What is needed -> Please return each record exactly, leaving nothing out.

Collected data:
::::::::::
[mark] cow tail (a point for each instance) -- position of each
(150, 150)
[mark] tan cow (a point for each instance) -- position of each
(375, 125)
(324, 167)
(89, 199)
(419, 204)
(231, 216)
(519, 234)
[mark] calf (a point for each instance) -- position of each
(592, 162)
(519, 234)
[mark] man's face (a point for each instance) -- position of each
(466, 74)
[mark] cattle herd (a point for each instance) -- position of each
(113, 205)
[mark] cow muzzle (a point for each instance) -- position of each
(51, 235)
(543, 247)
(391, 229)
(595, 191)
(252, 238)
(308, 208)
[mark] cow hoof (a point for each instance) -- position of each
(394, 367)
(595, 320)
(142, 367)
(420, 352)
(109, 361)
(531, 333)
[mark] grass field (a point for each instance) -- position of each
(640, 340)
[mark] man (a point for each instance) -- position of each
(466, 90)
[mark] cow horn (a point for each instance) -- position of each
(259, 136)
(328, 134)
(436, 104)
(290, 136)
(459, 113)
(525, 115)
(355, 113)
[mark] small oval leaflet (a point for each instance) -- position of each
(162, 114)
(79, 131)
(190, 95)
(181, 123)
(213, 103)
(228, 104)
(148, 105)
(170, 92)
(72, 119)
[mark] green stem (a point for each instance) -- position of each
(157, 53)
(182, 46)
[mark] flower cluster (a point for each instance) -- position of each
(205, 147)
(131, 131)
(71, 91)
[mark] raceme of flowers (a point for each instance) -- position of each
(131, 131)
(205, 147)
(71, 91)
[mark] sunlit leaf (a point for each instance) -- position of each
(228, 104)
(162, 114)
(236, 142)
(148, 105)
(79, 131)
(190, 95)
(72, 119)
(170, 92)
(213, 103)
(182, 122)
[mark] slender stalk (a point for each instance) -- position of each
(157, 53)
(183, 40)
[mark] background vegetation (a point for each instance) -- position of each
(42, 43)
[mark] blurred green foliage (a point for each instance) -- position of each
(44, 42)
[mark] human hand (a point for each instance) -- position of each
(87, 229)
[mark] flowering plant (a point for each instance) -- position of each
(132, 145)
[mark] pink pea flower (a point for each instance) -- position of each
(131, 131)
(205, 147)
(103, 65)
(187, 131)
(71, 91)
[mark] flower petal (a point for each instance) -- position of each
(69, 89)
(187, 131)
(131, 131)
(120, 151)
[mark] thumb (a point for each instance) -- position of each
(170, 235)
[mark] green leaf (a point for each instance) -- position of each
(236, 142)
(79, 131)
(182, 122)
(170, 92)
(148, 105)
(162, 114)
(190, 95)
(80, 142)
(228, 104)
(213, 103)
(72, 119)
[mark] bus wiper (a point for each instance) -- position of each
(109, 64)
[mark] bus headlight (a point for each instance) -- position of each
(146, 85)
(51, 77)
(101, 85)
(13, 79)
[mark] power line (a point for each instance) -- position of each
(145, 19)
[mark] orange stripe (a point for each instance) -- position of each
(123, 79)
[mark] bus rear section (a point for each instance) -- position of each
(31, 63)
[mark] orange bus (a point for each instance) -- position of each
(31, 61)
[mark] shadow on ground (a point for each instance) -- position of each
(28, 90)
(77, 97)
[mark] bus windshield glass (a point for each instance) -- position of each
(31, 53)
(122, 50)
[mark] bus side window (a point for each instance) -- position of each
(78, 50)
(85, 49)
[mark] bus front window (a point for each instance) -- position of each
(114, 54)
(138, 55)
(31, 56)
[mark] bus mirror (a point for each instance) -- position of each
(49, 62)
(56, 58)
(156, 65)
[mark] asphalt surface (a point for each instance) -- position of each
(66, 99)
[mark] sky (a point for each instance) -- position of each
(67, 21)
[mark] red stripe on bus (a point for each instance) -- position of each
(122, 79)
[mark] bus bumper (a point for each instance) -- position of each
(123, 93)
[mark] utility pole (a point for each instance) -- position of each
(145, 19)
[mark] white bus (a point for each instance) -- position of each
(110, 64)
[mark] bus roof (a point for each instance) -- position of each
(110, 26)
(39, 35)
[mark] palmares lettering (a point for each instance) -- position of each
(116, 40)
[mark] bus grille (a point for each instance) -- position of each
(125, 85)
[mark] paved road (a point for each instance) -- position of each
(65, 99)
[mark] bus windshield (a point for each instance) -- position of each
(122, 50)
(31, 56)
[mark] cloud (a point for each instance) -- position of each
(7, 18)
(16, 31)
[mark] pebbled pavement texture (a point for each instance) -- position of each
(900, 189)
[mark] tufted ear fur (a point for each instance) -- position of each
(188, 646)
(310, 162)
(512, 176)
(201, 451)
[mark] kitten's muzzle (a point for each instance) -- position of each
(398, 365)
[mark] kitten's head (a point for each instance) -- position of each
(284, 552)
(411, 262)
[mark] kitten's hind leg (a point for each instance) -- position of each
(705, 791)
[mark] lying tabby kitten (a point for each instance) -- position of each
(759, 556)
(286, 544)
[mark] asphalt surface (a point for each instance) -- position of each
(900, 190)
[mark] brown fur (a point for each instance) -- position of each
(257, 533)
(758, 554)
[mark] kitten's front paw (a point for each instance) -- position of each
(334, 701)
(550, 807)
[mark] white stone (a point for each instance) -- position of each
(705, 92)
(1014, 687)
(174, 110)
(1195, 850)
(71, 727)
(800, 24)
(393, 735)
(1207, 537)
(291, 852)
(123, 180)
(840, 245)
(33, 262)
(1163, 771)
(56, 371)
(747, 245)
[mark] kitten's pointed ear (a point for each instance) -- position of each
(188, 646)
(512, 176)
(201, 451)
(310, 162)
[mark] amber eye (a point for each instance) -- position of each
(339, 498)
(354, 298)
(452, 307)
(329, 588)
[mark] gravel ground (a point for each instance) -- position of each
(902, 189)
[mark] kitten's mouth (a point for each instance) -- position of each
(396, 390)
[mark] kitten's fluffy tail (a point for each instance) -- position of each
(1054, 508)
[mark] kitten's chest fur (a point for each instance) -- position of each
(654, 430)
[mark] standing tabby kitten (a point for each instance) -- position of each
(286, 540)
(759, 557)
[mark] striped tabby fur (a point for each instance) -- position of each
::::::::::
Answer for this exercise ->
[mark] cow tail (a point for each instance) -- position of each
(150, 150)
[mark] tan cow (a point for each instance) -- position of each
(375, 125)
(324, 167)
(89, 199)
(419, 204)
(231, 216)
(519, 234)
[mark] calf (a point for each instance) -- position of each
(592, 162)
(519, 234)
[mark] man's face (a point for each instance) -- position of each
(466, 74)
[mark] cattle herd (a point for each instance) -- position of each
(113, 205)
[mark] cow muzzle (a point for each instance) -- position of each
(51, 235)
(543, 247)
(391, 229)
(595, 191)
(252, 238)
(308, 208)
[mark] cow hoof (a point for each instance) -- position of each
(394, 367)
(595, 320)
(142, 367)
(420, 352)
(109, 361)
(531, 333)
[mark] grass field (a point for each instance) -- position of each
(640, 340)
[mark] man (a point for each instance) -- position of each
(466, 90)
[mark] cow horn (a point for each instance) -- position of each
(259, 136)
(328, 134)
(436, 104)
(290, 136)
(459, 113)
(525, 115)
(355, 113)
[mark] small oval leaflet (a point for each instance) -- position of each
(162, 114)
(79, 131)
(190, 95)
(181, 123)
(213, 103)
(228, 104)
(148, 105)
(170, 92)
(72, 119)
[mark] green stem (a point for each instance) -- position of each
(157, 53)
(182, 46)
[mark] flower cluster (a point for each instance) -- position of each
(205, 147)
(131, 131)
(71, 91)
[mark] raceme of flowers (a point for each instance) -- position of each
(131, 131)
(205, 147)
(71, 91)
[mark] sunlit leaf (a point for each instance) -- position of each
(228, 104)
(162, 114)
(236, 142)
(148, 105)
(79, 131)
(190, 95)
(72, 119)
(170, 92)
(213, 103)
(182, 122)
[mark] slender stalk (a point for each instance) -- position of each
(157, 53)
(183, 40)
[mark] background vegetation (a point for each instance) -- position of each
(42, 43)
[mark] blurred green foliage (a point for each instance) -- position of each
(44, 42)
[mark] human hand (a point for each instance) -- position of each
(87, 229)
[mark] flowering plant (a point for each instance) -- position of each
(132, 145)
[mark] pink pea flower (a point for each instance) -- position of each
(131, 131)
(205, 147)
(103, 65)
(187, 131)
(71, 91)
[mark] flower petal (a point for each instance) -- position of each
(69, 89)
(187, 131)
(131, 131)
(120, 151)
[mark] thumb (a point for each instance) -- position of each
(170, 235)
[mark] green leaf (a point for each instance) -- position of each
(236, 142)
(79, 131)
(182, 122)
(170, 92)
(148, 105)
(162, 114)
(190, 95)
(80, 142)
(228, 104)
(213, 103)
(72, 119)
[mark] bus wiper (a point for each instance) -- position of each
(109, 64)
[mark] bus headlight (a point for each instance) -- position of each
(146, 85)
(51, 77)
(101, 85)
(13, 79)
[mark] power line (a point for each instance) -- position of each
(145, 19)
[mark] orange stripe (a point for each instance) -- position of each
(123, 79)
[mark] bus rear section (a point for each instance) -- position of each
(31, 63)
[mark] orange bus (a point for each instance) -- position of each
(31, 61)
[mark] shadow on ground (a point for each instance) -- position of each
(28, 90)
(77, 97)
[mark] bus windshield glass (a point for each instance) -- position of each
(31, 53)
(122, 50)
[mark] bus side window (a point for each instance) -- position of each
(78, 50)
(85, 49)
[mark] bus front window (a point for each instance) -- position of each
(114, 54)
(138, 55)
(31, 56)
[mark] bus mirror (a point for each instance) -- position of each
(49, 62)
(56, 58)
(156, 65)
[mark] asphalt surface (a point for each instance) -- position of each
(66, 99)
[mark] sky (a point for each instance) -- position of each
(67, 21)
[mark] red stripe on bus (a point for each instance) -- position of each
(122, 79)
[mark] bus bumper (a point for each instance) -- position of each
(123, 93)
[mark] utility pole (a point for each instance) -- position of each
(145, 19)
[mark] white bus (a point for each instance) -- position of each
(110, 64)
[mark] bus roof (a point for each instance) -- position of each
(110, 26)
(39, 35)
[mark] palmares lettering (a point for each instance) -- position of each
(116, 40)
[mark] bus grille (a point for each instance) -- position of each
(125, 85)
[mark] paved road (a point for each instance) -- position of each
(65, 99)
[mark] bus windshield (a point for each instance) -- position of each
(122, 50)
(31, 56)
[mark] cloud (a point for each instance) -- position of each
(7, 18)
(16, 31)
[mark] pebbled pavement texture (a point for each instance) -- position of each
(900, 189)
[mark] tufted ear fur (a point for each instance) -- position of each
(188, 646)
(310, 162)
(512, 176)
(201, 451)
[mark] kitten's muzzle (a point for each instance) -- position of each
(398, 365)
[mark] kitten's head (a point for each instance) -- position of each
(284, 552)
(411, 262)
[mark] kitten's hind leg (a point for each instance) -- position of each
(705, 791)
[mark] lying tabby kitten (a point for each instance) -- position of each
(759, 556)
(286, 544)
[mark] asphalt surface (a point for each instance) -- position of each
(900, 190)
[mark] brown fur (a point for each instance) -- position of each
(257, 533)
(758, 554)
[mark] kitten's front paw (a point for each instance) -- position of each
(334, 701)
(550, 807)
[mark] white stone (a point for each instance) -- position of each
(705, 92)
(1014, 687)
(174, 110)
(1195, 850)
(71, 727)
(800, 24)
(393, 735)
(1207, 537)
(291, 852)
(123, 180)
(840, 245)
(33, 262)
(1163, 771)
(56, 371)
(747, 245)
[mark] kitten's pointed ear (a point for each instance) -- position of each
(188, 646)
(512, 176)
(201, 451)
(310, 162)
[mark] amber eye (a point for each instance) -- position of each
(339, 498)
(354, 298)
(452, 307)
(329, 588)
[mark] gravel ground (a point for each instance) -- position of each
(902, 189)
[mark] kitten's mouth (a point for each instance) -- position of each
(396, 390)
[mark] kitten's fluffy tail (a point for each instance) -- position of each
(1054, 508)
[mark] kitten's chest fur (a point for each instance) -- position of each
(654, 430)
[mark] standing tabby kitten (a point for each instance) -- position of each
(286, 540)
(759, 557)
[mark] striped tabby fur (a point for each instance) -- position of each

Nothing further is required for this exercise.